# Selected extract:
Blue Current’s Progress with Silicon in the Fully Dry Elastic Composite Chemistry System

Blue Current’s Technical Progress with Silicon in the Fully Dry Elastic Composite Chemistry System

Blue Current has been developing solid state batteries with silicon anodes since 2018.  The company realized early on that silicon provides the best path to achieve high energy density, but that it must be deployed in a fully dry system to achieve long cycle life. In this post, we explore how Blue Current is solving the challenges of high silicon content anodes by using a fully dry and elastic composite battery system.

The challenge of silicon active materials

Silicon can hold ten times more lithium ions than graphite on a per-gram basis, resulting in a specific capacity exceeding 3,500 mAh/g for silicon versus 372 mAh/g for graphite.  Silicon active materials have already been integrated into existing lithium-ion battery manufacturing processes, albeit at very low loadings.  This ability to store lithium so efficiently, combined with it being a drop-in material, has made silicon a highly sought after ingredient for next generation batteries.

The challenge of using silicon active materials is that it undergoes a substantial volume expansion (up to 300%) as it alloys with lithium during charging, and a concomitant volume contraction during discharge. This repeated expansion and contraction can lead to cracking, and pulverization of the silicon particles. The structural integrity of the electrode is compromised due to this volume change.  (Figure 1)

Figure 1. Overview of the Challenges and Representative Strategies Associated with the Si Anode [1] 


The interface between silicon particles and liquid electrolyte is inherently unstable in the potential range of lithium-based batteries.  In this respect, it is no different than currently used graphite particles.  The spontaneous formation of a solid electrolyte interface (SEI) layer during “formation” cycles stabilizes the particle-electrolyte interface and is the underpinning of long cycle-life graphite-based lithium-ion batteries.  However, if a particle expands and contracts by 100-300%, there is no way for the SEI, which is like a shell covering and  egg, to expand and contract synchronously with the particle.

As a result of these issues, state-of-the-art cells have only been able to implement 5-10% silicon content.  Going beyond this silicon content results in a significant loss in battery capacity and cycle lifetime.

A Solid Approach

Since 2018, Blue Current has worked to develop a fully dry silicon elastic composite battery system to maximize silicon content.  Blue Current’s fully dry electrolyte allows silicon to expand and contract but the forces that the solid electrolyte exerts on the silicon particles prevent them from cracking and pulverizing.  In addition, there is strong evidence that the SEI formation in our composite solid electrolytes negligible when compared to liquid electrolytes.  This allows the team to introduce high silicon contents to achieve high energy density – going well beyond the 5-10% silicon content ceiling without compromising cycle life.

# Assigned task:
Continue the article on silicon anodes in Blue Current's fully dry composite battery system, starting after its last sentence.

# Available data:
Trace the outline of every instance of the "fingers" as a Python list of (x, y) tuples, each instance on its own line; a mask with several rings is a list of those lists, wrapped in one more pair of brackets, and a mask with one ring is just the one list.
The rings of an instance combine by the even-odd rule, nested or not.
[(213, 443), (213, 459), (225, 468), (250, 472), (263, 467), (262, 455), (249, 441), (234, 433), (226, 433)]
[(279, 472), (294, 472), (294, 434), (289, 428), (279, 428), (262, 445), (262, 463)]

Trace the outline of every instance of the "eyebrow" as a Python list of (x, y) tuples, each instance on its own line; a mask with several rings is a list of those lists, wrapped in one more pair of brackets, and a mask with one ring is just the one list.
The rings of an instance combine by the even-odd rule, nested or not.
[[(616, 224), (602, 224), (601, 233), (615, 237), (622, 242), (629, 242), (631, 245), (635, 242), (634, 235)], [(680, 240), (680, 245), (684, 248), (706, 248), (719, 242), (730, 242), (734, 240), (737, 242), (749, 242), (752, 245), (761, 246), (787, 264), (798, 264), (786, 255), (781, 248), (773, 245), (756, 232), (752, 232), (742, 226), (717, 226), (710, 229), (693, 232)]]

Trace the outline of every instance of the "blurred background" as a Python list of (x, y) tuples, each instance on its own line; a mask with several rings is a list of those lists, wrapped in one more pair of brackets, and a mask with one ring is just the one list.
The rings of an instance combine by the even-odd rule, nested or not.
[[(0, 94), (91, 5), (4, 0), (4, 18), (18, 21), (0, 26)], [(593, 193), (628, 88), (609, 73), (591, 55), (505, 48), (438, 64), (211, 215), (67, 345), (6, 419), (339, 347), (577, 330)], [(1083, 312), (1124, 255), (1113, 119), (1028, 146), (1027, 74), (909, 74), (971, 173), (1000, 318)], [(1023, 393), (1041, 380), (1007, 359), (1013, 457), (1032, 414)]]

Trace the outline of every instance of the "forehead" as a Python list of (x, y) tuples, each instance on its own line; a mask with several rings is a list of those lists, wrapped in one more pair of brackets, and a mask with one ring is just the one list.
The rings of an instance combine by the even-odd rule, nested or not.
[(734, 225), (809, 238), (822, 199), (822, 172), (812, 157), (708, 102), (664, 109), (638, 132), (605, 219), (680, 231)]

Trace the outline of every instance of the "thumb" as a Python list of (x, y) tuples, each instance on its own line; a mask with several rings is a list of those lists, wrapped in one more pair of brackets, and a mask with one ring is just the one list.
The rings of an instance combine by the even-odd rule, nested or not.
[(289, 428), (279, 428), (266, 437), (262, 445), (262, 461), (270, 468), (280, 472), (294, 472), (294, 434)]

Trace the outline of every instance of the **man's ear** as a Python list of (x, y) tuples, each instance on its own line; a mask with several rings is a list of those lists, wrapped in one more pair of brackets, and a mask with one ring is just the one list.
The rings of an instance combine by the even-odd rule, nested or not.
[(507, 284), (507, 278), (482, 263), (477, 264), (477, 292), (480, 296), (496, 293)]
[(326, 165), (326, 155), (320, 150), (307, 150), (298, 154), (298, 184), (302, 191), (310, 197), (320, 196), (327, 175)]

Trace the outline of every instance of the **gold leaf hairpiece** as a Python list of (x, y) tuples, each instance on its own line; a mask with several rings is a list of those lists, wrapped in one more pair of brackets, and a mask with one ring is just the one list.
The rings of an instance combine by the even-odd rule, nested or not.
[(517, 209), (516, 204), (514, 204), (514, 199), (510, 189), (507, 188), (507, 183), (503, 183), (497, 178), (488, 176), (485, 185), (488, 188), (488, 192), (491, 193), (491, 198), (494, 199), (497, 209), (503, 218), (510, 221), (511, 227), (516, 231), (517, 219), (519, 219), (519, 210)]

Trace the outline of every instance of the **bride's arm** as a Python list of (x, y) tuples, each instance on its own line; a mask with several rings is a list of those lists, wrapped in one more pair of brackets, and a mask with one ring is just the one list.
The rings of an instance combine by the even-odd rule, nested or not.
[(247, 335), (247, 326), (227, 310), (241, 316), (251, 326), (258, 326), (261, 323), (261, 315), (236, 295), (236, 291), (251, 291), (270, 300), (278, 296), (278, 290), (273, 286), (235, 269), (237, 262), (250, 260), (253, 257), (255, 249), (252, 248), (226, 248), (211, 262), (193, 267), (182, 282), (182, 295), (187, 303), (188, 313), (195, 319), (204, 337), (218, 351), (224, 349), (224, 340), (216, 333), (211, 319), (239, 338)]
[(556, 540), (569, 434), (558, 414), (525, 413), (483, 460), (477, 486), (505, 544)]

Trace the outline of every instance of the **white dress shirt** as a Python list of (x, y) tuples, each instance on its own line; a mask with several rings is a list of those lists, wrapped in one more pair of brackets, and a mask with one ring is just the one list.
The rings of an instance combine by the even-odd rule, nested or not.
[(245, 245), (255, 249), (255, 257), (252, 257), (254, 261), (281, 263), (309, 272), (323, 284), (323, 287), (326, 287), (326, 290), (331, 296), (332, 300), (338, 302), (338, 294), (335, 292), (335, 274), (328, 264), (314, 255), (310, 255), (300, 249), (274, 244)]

# Task response:
Of course, cycling silicon in a fully dry electrolyte still has its challenges, and it’s these challenges that Blue Current has been working since 2018 to resolve.  Silicon particles still expand and contract in a dry environment and contact between the silicon particles and the solid electrolyte must be maintained throughout the expansion/contraction process.

Blue Current’s elastic composite electrolyte approach can solve these challenges.  We have demonstrated that sulfide-based composite electrolytes can be easily integrated into solid-state electrodes, forming a compatible and intimate interface. Utilizing an elastic polymer enhances the mechanical integrity and mitigates silicon pulverization due to volume expansion.  Moreover, the elasticity of this system also allows the team to limit the amount of pressure applied to the cell that’s typically required for fully dry solid state cells.  (Figure 2)


Figure 2: Impact of high Si content on anode thickness 


Through these advancements, Blue Current has been able to achieve superior cycling stability at high silicon contents.  The team has demonstrated battery cycle life of over 1,000 cycles with 80% of initial cell capacity at silicon loadings 10x higher than state-of-the-art lithium-ion cells. In 2023, the team was able to increase anode capacity by 50%, without sacrificing the cell performance at low pressure.

Lower cost silicon active materials

Looking ahead, we are confident that this approach will be the critical enabler for lower cost silicon materials that have traditionally been incompatible with liquid electrolytes.  For example, materials like recycled, raw silicon powders as well as low cost silicon composite materials have already demonstrated high cycle life performance in Blue Current’s fully dry cell.  These materials achieve the benefits of low costs, ambient air stability, and environmentally benign properties compared to sophisticated silicon nanostructures and highly engineered silicon active materials.


Blue Current’s vision is to maximize battery energy density by integrating high silicon content anodes that leverage our fully dry composite electrode design.  With our core technology innovation, we proved the possibility of achieving both good mechanical elasticity and ionic conductivity with our composite solid electrolytes. Through thoughtful designs, fully dry silicon anodes can deliver outstanding energy density and rate capability, facilitating rapid charging and discharging. This is especially crucial in electric vehicles where extended range and fast charging are desired.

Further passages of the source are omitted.